##### INFORMATION

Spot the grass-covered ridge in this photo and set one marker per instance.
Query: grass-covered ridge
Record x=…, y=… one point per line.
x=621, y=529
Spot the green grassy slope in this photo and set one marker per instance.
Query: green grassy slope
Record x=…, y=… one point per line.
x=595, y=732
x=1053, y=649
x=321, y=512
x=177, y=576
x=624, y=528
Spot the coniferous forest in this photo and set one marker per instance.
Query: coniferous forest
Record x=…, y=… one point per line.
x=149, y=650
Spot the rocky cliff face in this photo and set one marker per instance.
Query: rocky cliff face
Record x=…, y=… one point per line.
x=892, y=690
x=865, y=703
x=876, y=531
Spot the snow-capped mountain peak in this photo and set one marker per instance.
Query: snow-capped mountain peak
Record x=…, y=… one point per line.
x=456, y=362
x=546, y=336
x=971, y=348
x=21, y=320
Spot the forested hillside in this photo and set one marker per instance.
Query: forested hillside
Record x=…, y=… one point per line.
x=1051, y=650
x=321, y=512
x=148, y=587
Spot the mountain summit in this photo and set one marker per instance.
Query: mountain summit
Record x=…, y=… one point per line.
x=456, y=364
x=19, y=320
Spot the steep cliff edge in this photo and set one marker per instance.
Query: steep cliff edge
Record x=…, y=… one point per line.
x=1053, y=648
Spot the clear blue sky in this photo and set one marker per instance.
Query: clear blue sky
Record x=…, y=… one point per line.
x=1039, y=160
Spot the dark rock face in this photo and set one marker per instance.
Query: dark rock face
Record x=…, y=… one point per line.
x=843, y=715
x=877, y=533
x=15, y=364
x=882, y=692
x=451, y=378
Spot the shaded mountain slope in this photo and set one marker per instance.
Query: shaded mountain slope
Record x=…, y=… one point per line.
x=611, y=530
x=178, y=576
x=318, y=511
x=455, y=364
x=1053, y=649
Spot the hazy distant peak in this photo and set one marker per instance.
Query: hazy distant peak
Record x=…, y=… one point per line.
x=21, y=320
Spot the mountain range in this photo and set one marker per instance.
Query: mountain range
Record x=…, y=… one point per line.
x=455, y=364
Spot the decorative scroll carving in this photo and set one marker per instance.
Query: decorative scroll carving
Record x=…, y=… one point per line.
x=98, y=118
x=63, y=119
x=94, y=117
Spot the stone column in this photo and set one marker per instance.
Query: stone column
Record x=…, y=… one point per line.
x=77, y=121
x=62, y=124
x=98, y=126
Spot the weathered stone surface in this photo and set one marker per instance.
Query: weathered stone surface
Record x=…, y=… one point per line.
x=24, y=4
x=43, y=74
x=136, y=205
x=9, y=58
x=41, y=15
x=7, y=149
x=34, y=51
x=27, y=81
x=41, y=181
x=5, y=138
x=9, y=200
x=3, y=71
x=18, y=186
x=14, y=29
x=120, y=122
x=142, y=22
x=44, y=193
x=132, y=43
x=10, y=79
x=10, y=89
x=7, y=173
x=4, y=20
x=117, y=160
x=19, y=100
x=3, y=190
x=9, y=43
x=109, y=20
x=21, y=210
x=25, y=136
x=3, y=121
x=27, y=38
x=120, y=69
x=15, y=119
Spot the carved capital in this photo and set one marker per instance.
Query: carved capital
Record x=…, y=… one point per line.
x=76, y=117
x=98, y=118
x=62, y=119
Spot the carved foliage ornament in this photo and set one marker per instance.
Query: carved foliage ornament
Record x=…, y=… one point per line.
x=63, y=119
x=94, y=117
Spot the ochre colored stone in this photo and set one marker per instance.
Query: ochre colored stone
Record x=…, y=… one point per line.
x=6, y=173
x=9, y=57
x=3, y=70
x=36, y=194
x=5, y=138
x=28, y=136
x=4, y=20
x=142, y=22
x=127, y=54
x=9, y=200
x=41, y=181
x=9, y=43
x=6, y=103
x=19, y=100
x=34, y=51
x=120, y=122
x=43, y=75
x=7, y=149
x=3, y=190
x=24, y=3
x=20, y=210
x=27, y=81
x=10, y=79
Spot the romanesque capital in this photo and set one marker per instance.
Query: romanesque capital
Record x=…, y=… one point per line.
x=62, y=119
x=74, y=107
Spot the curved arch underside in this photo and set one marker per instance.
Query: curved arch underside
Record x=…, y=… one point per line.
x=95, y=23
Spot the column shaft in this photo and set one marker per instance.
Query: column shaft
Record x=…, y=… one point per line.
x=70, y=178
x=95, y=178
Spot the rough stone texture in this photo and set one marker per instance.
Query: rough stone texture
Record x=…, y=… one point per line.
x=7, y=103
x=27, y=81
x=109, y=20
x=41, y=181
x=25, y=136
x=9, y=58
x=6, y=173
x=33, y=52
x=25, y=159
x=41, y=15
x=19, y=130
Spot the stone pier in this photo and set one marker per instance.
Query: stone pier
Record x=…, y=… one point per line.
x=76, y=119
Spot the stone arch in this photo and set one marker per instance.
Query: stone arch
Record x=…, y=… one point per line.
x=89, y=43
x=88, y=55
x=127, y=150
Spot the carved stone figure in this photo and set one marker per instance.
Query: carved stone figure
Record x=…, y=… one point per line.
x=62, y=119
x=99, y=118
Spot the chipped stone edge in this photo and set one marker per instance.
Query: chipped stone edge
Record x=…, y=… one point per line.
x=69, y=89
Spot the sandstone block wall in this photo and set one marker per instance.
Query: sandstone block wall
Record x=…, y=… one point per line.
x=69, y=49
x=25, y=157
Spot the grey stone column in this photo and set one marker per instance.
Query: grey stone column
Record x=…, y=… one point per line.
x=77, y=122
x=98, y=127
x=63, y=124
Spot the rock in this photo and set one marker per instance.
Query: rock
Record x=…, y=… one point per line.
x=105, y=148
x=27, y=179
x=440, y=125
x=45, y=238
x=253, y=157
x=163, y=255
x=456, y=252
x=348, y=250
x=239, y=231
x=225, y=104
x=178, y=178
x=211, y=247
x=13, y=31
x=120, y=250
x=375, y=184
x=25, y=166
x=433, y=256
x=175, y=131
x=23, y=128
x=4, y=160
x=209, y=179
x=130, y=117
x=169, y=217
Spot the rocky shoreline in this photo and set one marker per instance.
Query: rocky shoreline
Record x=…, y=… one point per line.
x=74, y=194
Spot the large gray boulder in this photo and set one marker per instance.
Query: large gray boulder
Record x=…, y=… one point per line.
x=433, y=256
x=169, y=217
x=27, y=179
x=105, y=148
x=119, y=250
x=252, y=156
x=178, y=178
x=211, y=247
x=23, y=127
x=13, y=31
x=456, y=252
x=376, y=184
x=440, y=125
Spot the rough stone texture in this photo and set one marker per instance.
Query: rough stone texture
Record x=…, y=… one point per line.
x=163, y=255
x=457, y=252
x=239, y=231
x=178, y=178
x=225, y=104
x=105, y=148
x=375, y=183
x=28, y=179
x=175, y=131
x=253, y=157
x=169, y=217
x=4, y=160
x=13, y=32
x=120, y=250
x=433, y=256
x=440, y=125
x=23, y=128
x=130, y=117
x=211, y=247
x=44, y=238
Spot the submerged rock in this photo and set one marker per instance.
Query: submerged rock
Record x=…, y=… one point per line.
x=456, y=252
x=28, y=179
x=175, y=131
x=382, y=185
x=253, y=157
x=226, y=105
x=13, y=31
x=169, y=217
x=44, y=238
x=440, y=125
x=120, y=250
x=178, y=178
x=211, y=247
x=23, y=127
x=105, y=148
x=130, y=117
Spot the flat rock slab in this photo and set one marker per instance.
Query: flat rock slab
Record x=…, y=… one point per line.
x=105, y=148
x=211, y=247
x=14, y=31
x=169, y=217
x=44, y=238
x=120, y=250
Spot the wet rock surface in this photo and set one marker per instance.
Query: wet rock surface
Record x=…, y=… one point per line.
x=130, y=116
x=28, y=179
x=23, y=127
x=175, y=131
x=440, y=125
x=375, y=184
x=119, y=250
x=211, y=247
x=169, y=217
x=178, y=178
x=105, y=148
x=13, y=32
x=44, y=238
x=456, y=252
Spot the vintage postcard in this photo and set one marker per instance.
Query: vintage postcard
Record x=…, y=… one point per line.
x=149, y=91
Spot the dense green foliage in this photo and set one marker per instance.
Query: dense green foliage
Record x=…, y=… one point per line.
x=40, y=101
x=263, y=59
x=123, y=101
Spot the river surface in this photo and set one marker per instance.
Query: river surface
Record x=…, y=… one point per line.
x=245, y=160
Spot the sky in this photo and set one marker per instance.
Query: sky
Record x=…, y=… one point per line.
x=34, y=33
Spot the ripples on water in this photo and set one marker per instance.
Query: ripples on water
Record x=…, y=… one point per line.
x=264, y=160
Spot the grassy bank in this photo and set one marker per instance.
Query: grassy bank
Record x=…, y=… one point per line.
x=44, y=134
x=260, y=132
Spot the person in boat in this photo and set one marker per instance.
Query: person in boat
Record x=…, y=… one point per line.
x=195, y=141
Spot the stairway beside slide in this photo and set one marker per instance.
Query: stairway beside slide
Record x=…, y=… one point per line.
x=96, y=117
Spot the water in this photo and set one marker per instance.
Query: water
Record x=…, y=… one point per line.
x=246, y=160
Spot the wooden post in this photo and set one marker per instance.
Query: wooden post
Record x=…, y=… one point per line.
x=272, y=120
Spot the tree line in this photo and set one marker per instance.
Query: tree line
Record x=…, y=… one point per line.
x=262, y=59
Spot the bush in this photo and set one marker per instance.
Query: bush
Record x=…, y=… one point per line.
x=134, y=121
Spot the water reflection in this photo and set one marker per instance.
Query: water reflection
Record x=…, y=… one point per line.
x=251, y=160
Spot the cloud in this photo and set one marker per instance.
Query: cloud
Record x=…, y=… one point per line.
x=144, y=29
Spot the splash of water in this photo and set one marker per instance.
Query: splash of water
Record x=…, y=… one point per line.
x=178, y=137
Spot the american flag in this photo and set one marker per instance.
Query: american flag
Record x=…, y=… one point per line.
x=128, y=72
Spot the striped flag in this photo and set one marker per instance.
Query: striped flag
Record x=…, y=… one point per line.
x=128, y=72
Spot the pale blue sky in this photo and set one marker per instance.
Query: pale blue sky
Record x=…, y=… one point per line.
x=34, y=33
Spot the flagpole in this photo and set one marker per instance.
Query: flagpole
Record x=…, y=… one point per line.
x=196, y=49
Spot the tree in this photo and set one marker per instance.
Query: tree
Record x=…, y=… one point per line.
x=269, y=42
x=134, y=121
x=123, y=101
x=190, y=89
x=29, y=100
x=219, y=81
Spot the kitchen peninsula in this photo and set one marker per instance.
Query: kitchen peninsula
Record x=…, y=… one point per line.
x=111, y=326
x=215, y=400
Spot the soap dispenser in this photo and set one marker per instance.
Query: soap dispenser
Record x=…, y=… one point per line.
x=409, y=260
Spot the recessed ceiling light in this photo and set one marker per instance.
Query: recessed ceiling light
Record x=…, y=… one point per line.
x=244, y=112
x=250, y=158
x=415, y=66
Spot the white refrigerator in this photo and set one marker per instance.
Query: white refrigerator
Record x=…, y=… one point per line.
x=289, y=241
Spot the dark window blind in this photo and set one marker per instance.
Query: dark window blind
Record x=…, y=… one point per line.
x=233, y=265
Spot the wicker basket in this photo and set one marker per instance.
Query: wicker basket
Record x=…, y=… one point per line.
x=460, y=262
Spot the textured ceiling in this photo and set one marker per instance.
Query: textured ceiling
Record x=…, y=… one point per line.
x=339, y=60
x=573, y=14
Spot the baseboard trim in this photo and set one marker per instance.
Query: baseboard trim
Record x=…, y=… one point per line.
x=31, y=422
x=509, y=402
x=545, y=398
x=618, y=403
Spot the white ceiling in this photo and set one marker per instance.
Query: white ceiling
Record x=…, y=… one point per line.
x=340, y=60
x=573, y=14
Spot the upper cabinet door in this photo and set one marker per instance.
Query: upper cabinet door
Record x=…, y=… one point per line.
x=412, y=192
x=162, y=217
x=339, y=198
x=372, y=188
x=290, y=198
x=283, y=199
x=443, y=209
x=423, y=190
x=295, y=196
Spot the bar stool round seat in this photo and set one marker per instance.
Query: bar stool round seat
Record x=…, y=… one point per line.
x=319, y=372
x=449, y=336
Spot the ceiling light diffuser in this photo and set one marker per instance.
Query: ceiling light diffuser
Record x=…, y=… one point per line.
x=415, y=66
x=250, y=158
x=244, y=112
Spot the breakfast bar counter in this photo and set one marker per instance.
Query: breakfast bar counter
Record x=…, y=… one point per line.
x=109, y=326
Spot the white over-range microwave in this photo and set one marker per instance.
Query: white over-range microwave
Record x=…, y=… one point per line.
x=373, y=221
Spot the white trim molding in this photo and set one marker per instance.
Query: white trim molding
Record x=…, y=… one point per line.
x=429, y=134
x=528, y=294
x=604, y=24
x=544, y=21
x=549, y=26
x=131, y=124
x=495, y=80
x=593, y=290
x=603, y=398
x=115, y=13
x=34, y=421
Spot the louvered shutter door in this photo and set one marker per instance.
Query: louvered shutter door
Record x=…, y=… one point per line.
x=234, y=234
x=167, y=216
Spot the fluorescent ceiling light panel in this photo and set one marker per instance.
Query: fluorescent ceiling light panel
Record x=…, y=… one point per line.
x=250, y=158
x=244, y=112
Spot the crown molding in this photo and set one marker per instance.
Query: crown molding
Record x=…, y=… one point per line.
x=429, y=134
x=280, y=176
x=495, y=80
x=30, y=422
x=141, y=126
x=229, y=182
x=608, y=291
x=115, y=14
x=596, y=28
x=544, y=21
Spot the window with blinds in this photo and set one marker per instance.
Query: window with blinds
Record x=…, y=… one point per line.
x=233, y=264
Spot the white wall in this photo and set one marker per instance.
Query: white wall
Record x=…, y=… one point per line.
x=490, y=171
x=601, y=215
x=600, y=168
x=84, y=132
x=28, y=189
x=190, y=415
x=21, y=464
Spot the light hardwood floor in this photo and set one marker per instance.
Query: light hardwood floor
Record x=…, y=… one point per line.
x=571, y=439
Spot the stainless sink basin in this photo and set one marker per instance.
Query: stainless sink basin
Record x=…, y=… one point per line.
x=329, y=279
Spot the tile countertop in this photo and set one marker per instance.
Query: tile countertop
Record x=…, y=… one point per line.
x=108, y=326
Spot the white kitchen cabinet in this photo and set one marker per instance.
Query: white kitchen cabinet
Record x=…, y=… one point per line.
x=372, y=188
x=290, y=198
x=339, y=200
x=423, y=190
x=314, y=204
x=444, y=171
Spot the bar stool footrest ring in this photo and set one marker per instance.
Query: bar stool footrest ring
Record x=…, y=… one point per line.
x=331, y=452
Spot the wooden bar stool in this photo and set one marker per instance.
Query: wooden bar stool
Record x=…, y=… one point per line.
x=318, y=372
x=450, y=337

##########

INSTRUCTIONS TO FOLLOW = Copy out the lines above word for word, stopping after the line containing "Query: mountain summit".

PROBLEM SOLUTION =
Spot the grass-covered ridge in this photo and set one marker per instance.
Query: grass-covered ridge
Record x=…, y=… one point per line.
x=621, y=529
Spot the green grassy slope in this photo and set one marker per instance.
Query: green grassy slope
Record x=…, y=… one point per line.
x=595, y=732
x=1053, y=649
x=321, y=512
x=177, y=576
x=624, y=528
Spot the coniferous forest in this photo and set one marker per instance.
Query: coniferous forest
Record x=…, y=… one point per line.
x=149, y=650
Spot the rocky cliff face in this photo and set one marker per instance.
Query: rocky cliff face
Record x=…, y=… one point per line.
x=892, y=690
x=865, y=703
x=876, y=531
Spot the snow-capped mountain peak in this photo and set one marker per instance.
Query: snow-capped mountain peak
Record x=…, y=… one point per line.
x=456, y=362
x=546, y=336
x=971, y=348
x=21, y=320
Spot the forested hillside in this photo and set one marker per instance.
Query: forested hillside
Record x=…, y=… one point per line.
x=1051, y=650
x=321, y=512
x=148, y=587
Spot the mountain summit in this photo and set one marker per instance.
Query: mountain summit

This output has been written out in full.